* Page:
.....

Years ago I when I was hanging around the university system – teaching for money and taking courses for free – I decided to learn a little bit about Islam.

So I took a couple of courses on Islamic history. I didn’t learn enough to become a theologian, but did learn enough to question the beliefs of extremists and terrorists who claim to be Muslim. My own upbringing has given me enough Christian doctrine to question their Christian counterparts in the US and other parts of the world.

At semester’s end of one course our final assignment was to bring a traditional Middle Eastern meal to class, to share with everyone. I don’t cook. I’m one of those people who can barely fry water and who uses a smoke detector as a kitchen timer. My meal would have set the cause of interreligious relations back a thousand years or so – or accelerated it to where it is today.

While I’d rather read a menu than a recipe, the course called for a home-cooked meal. Thankfully I’ve got a good friend who is one of the best cooks I’ve ever met. She’s Jewish. I called her and we had a good laugh over the reason for my request. Then she called the Lebanese Christian professor’s Muslim wife for suggestions. We found out, to no great surprise, that the ingredients, cooking techniques etc. were pretty similar. Identical in each culture, to be truthful.

.....

* Entries supplied:
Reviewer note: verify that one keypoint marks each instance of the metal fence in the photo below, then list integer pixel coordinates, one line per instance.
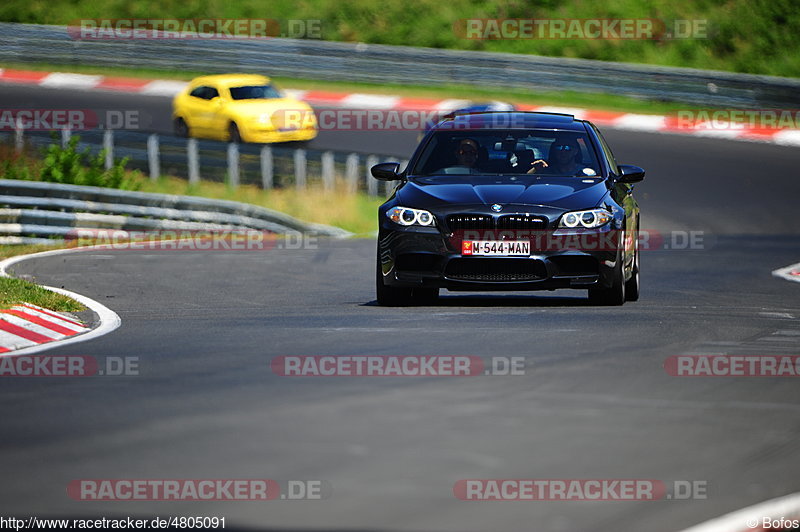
(32, 212)
(267, 166)
(400, 64)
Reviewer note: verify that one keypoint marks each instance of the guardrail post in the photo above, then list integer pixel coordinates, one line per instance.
(300, 168)
(153, 161)
(327, 170)
(233, 165)
(267, 176)
(372, 183)
(108, 146)
(351, 173)
(192, 161)
(19, 139)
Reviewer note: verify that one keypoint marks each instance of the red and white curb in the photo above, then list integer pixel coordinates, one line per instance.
(27, 325)
(27, 329)
(614, 120)
(790, 273)
(776, 511)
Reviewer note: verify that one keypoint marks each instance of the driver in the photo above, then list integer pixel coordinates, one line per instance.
(467, 153)
(565, 156)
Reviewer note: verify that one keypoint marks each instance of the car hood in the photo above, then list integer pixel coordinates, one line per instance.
(559, 192)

.....

* Challenges:
• a. Please reproduce the stretch of the essay from "At semester’s end" through "it is today.".
• b. Answer these questions on the essay:
(i) What subject were the courses the writer took?
(ii) What was the final assignment in one course?
(iii) Whom did the writer's friend call for suggestions?
The records can be left aside here.

* Solution list:
• a.
At semester’s end of one course our final assignment was to bring a traditional Middle Eastern meal to class, to share with everyone. I don’t cook. I’m one of those people who can barely fry water and who uses a smoke detector as a kitchen timer. My meal would have set the cause of interreligious relations back a thousand years or so – or accelerated it to where it is today.

• b.
(i) Islamic history.
(ii) To bring a traditional Middle Eastern meal to class to share with everyone.
(iii) The Lebanese Christian professor's Muslim wife.